# MPAC inspections



## rneale (Jan 24, 2005)

G'day,

We bought a new house a year ago and last month got a letter from MPAC. They want to inspect the property for assessment purposes.

My question is: do I have to let them in?


----------



## screature (May 14, 2007)

As far as I know I believe you do. At least in Quebec we have no choice.


----------



## iJohnHenry (Mar 29, 2008)

If you don't, I believe they will assess your house at the same level as the most expensive assessment in your neighbourhood. 

If you think that's you, then stonewall ... at your own risk.


----------



## Macfury (Feb 3, 2006)

rneale: One thing I recall when my mother was assessed. She pointed out certain itms that were not fixed to the house--a kitchen cupboard unit for example. It lowered her assessment.


----------



## Chris (Feb 8, 2001)

In Ontario, yep, you have to let them in (_Assessment Act_, section 10), but you can schedule it so it is convenient to you. And, as has been pointed out, their information may be inaccurate. I remember with our first house, the property assessment branch (predecessor to MPAC) guy came in, and was shocked to see that we had a gas-fired, forced air furnace. His file showed an oil-fired, single location space heater.

Region labeling records:
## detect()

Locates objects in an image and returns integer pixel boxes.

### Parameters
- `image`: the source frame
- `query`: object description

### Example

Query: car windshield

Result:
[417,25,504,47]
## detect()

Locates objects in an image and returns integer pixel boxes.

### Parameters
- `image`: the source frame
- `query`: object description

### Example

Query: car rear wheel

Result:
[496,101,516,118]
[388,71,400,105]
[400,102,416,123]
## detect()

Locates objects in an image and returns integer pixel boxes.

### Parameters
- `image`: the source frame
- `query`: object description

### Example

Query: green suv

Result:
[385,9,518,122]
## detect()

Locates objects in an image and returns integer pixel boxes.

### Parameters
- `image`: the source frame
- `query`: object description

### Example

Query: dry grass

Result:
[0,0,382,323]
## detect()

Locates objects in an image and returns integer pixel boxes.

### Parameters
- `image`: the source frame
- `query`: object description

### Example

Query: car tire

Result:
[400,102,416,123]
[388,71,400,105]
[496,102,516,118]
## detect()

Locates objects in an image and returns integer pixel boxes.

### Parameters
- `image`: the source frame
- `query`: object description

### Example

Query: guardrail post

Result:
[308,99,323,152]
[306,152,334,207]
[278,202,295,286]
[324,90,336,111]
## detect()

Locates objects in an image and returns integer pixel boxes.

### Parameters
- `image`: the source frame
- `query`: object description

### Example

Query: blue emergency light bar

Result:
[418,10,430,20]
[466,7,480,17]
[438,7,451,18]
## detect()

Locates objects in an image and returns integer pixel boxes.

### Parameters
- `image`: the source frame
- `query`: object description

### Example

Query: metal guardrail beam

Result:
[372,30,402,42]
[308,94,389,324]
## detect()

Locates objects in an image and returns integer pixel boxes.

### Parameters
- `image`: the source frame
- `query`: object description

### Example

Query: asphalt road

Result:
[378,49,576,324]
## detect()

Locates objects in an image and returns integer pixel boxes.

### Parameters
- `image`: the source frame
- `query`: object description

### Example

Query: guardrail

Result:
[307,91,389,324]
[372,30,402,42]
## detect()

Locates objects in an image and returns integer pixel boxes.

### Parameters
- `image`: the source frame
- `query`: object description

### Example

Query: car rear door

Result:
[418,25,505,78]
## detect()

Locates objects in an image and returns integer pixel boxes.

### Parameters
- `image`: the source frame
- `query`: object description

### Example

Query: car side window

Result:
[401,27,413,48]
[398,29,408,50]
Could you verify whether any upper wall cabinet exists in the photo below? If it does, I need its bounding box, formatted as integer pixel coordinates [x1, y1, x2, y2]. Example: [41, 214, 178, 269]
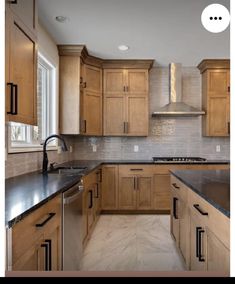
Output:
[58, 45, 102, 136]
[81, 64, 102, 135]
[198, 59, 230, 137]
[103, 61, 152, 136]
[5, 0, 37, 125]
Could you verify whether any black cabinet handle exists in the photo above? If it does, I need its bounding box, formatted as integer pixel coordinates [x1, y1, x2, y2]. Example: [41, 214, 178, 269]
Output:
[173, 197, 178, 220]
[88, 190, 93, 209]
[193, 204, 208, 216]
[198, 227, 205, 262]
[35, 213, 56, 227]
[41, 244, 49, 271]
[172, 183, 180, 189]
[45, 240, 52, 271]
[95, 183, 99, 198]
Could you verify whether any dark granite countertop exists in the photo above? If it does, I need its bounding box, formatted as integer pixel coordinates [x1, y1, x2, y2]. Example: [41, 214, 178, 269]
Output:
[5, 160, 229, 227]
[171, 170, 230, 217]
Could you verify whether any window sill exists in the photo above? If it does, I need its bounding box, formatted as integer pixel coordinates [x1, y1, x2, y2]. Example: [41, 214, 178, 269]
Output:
==
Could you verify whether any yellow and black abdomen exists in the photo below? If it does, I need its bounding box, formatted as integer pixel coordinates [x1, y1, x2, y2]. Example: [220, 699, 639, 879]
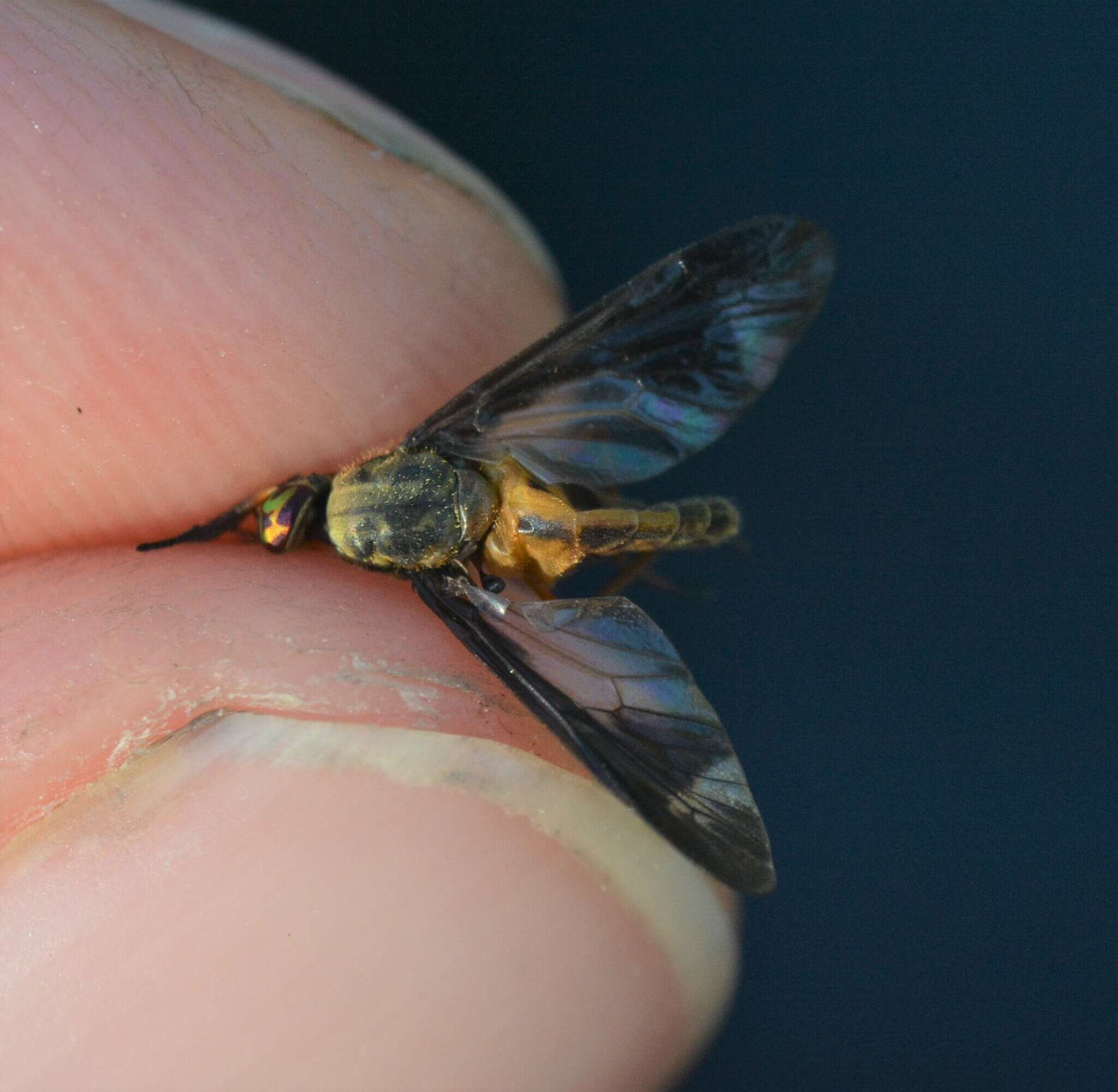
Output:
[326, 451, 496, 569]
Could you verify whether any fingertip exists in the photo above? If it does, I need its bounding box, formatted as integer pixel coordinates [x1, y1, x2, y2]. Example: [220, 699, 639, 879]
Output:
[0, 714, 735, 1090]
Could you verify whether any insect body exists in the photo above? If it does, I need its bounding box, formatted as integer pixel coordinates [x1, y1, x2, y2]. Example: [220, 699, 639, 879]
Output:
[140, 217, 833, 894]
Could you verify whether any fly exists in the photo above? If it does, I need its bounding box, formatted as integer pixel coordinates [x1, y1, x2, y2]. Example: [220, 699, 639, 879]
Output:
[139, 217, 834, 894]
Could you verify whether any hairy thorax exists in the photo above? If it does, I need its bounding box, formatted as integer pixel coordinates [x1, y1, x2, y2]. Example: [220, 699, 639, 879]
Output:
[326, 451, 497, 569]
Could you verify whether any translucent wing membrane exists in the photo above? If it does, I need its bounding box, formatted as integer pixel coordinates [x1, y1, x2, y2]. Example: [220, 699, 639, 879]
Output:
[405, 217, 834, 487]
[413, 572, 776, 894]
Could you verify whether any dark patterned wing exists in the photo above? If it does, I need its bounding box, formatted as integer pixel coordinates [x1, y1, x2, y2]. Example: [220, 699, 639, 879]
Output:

(JOB 1): Output the part of the MPAC inspections thread that opens with the words containing "If you don't, I" and closes with "(Feb 3, 2006)".
(JOB 2): Go on with the forum thread about MPAC inspections from the point where it stops.
The records are separate material and are unrelated to the forum thread on MPAC inspections.

(FINAL RESULT 1):
If you don't, I believe they will assess your house at the same level as the most expensive assessment in your neighbourhood. 

If you think that's you, then stonewall ... at your own risk.


----------



## Macfury (Feb 3, 2006)

(FINAL RESULT 2):
Of course at that point I kindly showed him that the furnace was at least 20 years old, and suggested that his file might be in error. No problem, never heard back.

MPAC tends to come around when properties change hands, especially in smaller communities, or when major construction (building permits issued) has happened. It's not an unusual event to have happen, but it can be a little unnerving when you don't know it can happen.

_edited for clarity_


----------



## rneale (Jan 24, 2005)

Dudes, thanks for the info.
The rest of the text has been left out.